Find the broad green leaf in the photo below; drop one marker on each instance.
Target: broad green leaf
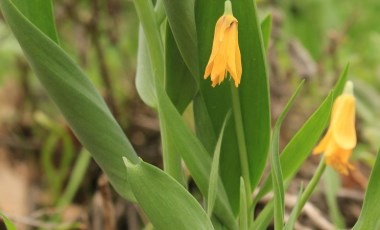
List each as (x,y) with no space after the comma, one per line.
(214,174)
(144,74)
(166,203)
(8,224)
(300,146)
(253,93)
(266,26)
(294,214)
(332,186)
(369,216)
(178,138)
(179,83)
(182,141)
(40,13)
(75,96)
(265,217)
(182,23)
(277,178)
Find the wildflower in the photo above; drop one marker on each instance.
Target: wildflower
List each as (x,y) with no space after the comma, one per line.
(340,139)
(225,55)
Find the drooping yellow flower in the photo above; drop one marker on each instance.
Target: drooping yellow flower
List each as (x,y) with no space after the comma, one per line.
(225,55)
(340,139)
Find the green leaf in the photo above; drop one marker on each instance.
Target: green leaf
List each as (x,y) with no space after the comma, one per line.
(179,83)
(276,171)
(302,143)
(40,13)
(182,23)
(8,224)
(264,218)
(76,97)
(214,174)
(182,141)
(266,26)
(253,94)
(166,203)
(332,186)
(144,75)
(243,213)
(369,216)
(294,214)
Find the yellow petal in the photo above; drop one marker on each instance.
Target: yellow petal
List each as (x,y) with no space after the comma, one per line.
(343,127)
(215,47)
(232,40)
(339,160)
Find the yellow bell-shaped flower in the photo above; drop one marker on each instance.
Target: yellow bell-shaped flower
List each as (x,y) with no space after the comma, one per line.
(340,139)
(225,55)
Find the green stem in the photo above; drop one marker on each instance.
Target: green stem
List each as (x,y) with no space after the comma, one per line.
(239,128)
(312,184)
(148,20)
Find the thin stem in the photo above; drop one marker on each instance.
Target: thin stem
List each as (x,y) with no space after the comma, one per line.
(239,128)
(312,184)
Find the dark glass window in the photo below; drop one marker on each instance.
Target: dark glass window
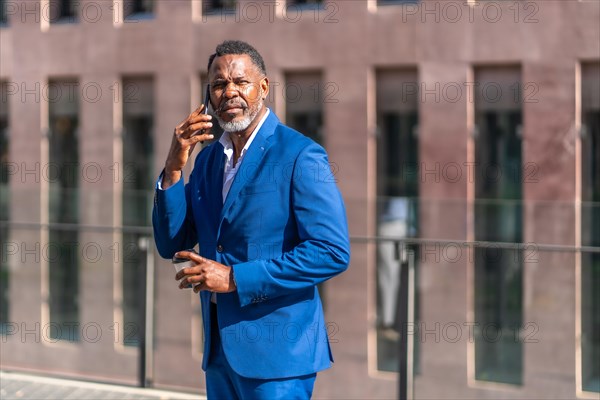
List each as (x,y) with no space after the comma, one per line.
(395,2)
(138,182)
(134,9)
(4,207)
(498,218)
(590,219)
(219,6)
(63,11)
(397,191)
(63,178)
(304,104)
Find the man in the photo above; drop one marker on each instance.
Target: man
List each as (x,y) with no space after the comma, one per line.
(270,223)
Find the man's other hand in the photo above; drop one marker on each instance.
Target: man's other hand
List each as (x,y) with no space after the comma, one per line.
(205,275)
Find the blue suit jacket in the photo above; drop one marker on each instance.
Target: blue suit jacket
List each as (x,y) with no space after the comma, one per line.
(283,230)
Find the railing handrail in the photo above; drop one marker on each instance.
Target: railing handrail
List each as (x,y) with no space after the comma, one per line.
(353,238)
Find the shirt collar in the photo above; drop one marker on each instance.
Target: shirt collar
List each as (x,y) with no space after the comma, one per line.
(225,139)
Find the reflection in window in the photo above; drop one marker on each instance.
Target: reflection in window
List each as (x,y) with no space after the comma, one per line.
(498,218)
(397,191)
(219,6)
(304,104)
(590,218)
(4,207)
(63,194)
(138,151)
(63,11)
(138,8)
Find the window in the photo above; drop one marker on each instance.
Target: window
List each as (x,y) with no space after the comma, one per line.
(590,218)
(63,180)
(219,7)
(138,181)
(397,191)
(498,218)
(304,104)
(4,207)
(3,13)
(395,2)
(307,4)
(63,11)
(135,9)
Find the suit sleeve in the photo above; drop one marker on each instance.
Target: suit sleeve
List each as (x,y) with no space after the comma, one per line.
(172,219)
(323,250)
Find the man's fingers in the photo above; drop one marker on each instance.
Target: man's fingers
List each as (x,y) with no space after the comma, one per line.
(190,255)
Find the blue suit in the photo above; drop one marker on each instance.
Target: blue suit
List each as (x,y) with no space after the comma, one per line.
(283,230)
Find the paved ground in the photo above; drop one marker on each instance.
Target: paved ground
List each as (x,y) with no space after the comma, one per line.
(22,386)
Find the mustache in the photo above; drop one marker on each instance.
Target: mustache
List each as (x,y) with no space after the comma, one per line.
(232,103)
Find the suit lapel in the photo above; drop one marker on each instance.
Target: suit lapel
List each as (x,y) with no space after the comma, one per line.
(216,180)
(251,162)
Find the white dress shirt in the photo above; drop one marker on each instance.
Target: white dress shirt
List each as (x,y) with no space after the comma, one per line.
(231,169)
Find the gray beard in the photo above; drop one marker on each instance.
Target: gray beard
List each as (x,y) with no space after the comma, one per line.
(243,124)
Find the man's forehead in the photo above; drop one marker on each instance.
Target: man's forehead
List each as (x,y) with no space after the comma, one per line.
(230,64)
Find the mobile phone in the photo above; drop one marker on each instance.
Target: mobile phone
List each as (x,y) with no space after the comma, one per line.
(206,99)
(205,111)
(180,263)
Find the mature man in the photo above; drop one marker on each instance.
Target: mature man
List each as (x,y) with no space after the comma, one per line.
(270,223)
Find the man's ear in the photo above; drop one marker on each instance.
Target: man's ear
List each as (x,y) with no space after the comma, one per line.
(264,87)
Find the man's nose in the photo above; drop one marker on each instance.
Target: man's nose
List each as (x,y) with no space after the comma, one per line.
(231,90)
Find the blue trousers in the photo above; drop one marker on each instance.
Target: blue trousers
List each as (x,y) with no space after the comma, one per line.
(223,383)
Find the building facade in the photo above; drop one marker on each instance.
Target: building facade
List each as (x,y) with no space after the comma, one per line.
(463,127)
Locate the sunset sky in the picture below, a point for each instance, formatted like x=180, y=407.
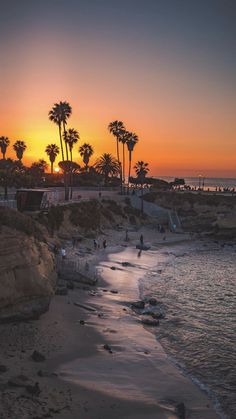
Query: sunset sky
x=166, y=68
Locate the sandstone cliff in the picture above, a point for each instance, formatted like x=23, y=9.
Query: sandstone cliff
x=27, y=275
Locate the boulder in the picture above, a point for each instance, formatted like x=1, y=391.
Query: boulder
....
-- Task item --
The answer must restate every entry word for word, with the pictures left out.

-- Exercise answer --
Find the broad green leaf in the photo below; drop one marker on each instance.
Target: broad green leaf
List each as (x,y) with no space after the comma, one per line.
(214,174)
(144,74)
(166,203)
(8,224)
(300,146)
(253,93)
(266,26)
(294,214)
(332,186)
(369,216)
(178,138)
(179,83)
(182,141)
(40,13)
(75,96)
(265,217)
(182,23)
(277,178)
Find the wildflower in the photo above; drop one marker on each instance.
Target: wildflower
List each as (x,y) with no space after the comma, one per line.
(340,139)
(225,55)
Find the drooping yellow flower in the photo above; drop one marker on each instance.
Target: drooping yellow flower
List each as (x,y) with no space after the comma, one per line.
(225,55)
(340,139)
Find the green leaf in the photo above; drop one marker on each instance.
Target: green leaf
List each as (x,y) with no space after the comma, one per line.
(179,83)
(276,171)
(302,143)
(40,13)
(182,23)
(8,224)
(264,218)
(76,97)
(214,174)
(182,141)
(266,26)
(253,94)
(166,203)
(332,186)
(144,75)
(243,213)
(369,216)
(294,214)
Find the yellow petal in the photo above; drop one marker on each instance.
Target: yellow petal
List each as (x,y) with no space after the comma, one per line.
(343,127)
(215,47)
(232,40)
(339,160)
Find the yellow bell-shaped flower in the photo above; drop one marker on each instance.
Target: yellow bell-shaped flower
List each as (x,y) with no space after the comma, one per line.
(340,139)
(225,55)
Find the green stem in the photo above; drop one marker on each instance.
Target: green stem
List each as (x,y) with no space after the comma, one per line.
(239,128)
(312,184)
(148,20)
Find the thin stem in the photo above; drop one marker on each instance.
Target: thin stem
List each as (x,y) with no space after the comma, one per line.
(239,128)
(312,184)
Find the dark glass window in the photo below; drop one marker on each instance.
Target: dark glass window
List each as (x,y) with no space after the comma, one per line.
(395,2)
(138,182)
(134,9)
(4,207)
(498,218)
(590,219)
(219,6)
(63,11)
(397,191)
(63,178)
(304,104)
Find the man in the photo above; drop one marker on each instance.
Target: man
List each as (x,y) with no space after the comma, one per line.
(270,223)
Find the man's other hand in the photo above; drop one marker on each instance.
Target: man's other hand
List each as (x,y) with no space after the comma, one per line.
(205,275)
Find the blue suit jacket in the photo above; drop one marker on each instance.
Target: blue suit jacket
List each as (x,y) with no space after the comma, one per line.
(283,230)
Find the railing handrail in the photo above; drop one marker on each instance.
Target: railing handrail
List each as (x,y) with no space after the comma, one per line.
(353,238)
Find the shirt collar in the photo above; drop one marker on each instance.
Target: shirt collar
List each as (x,y) with no space after the comma, one per line.
(225,139)
Find the reflection in window in the photo above; drop one marker on each instance.
Target: reflection in window
List each as (x,y) with no space after the comma, one per line.
(498,218)
(397,191)
(219,6)
(304,104)
(590,218)
(4,207)
(63,194)
(138,151)
(63,11)
(138,8)
Find the window in the photo above; drop one marker on each instance.
Target: window
List each as (x,y) with no space after the comma, one per line.
(590,218)
(63,180)
(219,7)
(138,181)
(397,191)
(498,218)
(304,104)
(4,207)
(3,13)
(395,2)
(307,4)
(63,11)
(135,9)
Find the suit sleeve in the photo above; drop one marker on each instance.
Target: suit sleeve
List each as (x,y) with no space after the comma, one per line.
(172,219)
(323,250)
Find the man's fingers in the photo above; drop one marker on each instance.
Target: man's fingers
List each as (x,y) with no space after the comma, one per line.
(190,255)
Find the blue suit in the photo above; drop one marker on each instance.
Target: blue suit
List each as (x,y) with no space after the comma, one per line.
(283,230)
Find the paved ground in the photo above; drop one marker on each instance.
Target: paved ground
List each as (x,y) with no space after the comma, one per line.
(22,386)
Find the mustache in the photo above; drop one marker on each instance.
Target: mustache
List each as (x,y) with no space after the comma, one per line.
(232,103)
Find the suit lapel in the photo above; drop one marker on each instance.
Target: suit lapel
List each as (x,y) with no space after the comma, one per line.
(216,180)
(251,162)
Find the white dress shirt in the photo above; drop one marker on each instance.
Target: white dress shirt
List each as (x,y) with no space after the comma, one per line.
(231,169)
Find the gray beard in the photo above; drop one marker on each instance.
Target: gray beard
List each as (x,y) with no space after the comma, one per line.
(243,124)
Find the man's forehead in the photo above; drop one marker on each instance.
Target: man's forehead
List each as (x,y) with no space after the comma, one per line.
(230,64)
Find the mobile phone in the photo above; drop one marker on each instance.
Target: mobile phone
List each as (x,y) with no space after the comma, one per line.
(206,99)
(205,111)
(180,263)
Find the mature man in the photo above; drop one marker on each instance.
Target: mature man
List each as (x,y) with no space after the comma, one per line.
(270,223)
Find the man's ear in the photo above; drop one marker on each instance.
Target: man's ear
List each as (x,y) with no space after the comma, one per line.
(264,87)
Find the man's nose in the photo above; drop one marker on each instance.
Target: man's nose
List each as (x,y) with no space after the comma, one per line.
(231,90)
Find the blue trousers in the photo above; drop one marker on each instance.
Target: blue trousers
List each as (x,y) with no space after the comma, one per line.
(223,383)
Find the building facade in the photo above; drop one marker on each instance.
Target: building facade
List each as (x,y) with no space after the comma, one per line.
(463,127)
Locate the sunset sky in the picture below, a point for each instance, formatted like x=180, y=407.
Query: sunset sky
x=166, y=68
Locate the sandstone cliff in the picture above, a point for each instance, formatted like x=23, y=9.
Query: sandstone cliff
x=27, y=275
Locate the boulder in the picture above, a point for each instance, formatted like x=1, y=391.
Query: boulder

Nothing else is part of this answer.